◆ WORK ITEM
Pictures are not part of the answer. Write out exactly the lines from the one containing "Task: annotate every instance of the wooden" through the end of the material below.

◆ SUPPLIED MATERIAL
******************************

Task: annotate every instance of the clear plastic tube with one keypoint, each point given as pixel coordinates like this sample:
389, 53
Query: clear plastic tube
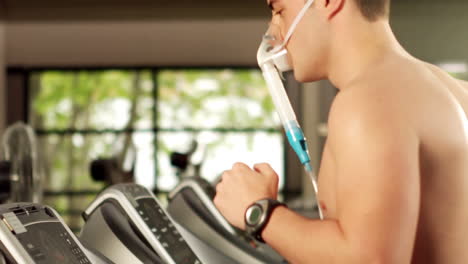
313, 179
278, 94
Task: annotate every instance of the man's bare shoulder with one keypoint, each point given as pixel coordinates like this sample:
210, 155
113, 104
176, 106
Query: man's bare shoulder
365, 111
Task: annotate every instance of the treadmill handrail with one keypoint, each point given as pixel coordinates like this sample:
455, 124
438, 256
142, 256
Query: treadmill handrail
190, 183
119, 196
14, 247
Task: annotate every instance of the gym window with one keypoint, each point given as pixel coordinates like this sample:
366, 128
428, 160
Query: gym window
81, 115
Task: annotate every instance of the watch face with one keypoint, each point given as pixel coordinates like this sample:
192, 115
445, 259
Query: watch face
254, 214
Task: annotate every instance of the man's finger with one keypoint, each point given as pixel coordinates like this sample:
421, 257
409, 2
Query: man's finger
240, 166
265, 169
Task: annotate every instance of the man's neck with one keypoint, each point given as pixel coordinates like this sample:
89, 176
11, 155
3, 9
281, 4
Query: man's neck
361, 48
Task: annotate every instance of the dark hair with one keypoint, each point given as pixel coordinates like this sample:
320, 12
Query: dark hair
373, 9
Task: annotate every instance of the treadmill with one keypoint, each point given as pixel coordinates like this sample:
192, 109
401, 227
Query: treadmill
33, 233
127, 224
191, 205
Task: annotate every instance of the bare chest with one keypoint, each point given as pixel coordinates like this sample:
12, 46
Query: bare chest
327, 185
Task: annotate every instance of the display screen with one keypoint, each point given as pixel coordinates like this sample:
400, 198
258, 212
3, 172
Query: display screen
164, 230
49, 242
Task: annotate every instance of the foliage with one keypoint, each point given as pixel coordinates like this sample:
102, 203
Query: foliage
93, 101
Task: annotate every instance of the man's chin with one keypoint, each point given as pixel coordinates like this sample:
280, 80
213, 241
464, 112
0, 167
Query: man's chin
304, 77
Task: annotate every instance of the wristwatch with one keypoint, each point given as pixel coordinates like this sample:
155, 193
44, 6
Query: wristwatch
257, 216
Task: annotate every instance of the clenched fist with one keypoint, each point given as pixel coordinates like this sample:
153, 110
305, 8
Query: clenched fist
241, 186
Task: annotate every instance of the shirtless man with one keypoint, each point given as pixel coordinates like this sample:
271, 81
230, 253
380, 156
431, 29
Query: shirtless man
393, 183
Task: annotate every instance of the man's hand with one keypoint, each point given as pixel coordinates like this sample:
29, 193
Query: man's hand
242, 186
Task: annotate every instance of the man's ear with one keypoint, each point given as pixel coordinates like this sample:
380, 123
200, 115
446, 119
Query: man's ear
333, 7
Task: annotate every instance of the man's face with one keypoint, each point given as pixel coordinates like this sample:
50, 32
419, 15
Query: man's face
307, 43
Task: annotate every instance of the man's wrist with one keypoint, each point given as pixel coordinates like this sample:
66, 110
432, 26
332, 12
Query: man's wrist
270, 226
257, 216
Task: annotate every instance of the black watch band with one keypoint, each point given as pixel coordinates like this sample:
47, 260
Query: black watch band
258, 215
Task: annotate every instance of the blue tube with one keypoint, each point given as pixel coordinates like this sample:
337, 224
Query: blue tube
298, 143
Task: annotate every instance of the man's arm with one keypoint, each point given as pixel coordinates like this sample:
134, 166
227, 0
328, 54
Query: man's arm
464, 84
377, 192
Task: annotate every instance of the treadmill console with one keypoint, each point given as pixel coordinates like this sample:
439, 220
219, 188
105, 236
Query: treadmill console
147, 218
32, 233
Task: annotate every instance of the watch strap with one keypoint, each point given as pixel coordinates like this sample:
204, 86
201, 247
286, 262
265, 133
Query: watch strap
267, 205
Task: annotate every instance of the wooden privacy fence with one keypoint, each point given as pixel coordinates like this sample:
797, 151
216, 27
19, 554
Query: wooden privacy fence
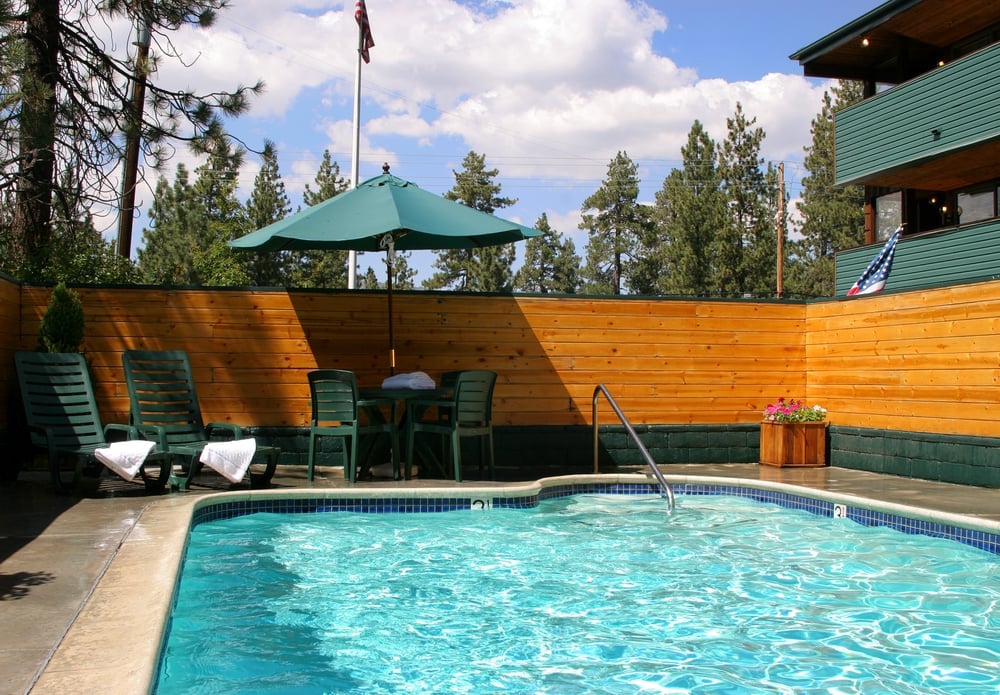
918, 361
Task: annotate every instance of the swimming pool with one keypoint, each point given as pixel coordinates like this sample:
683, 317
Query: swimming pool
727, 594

******************************

◆ REPLY
Task: annotate every instance of the wooden privacy fence with one keypoint, each point given as pixel coordinates like this sample:
797, 151
216, 27
19, 554
Query: wooden privacy fence
918, 361
Task: annotate every instance of the swimming pool with one keypoint, each point given as pixel coordinates like this sample:
683, 317
Query: swimming pool
727, 594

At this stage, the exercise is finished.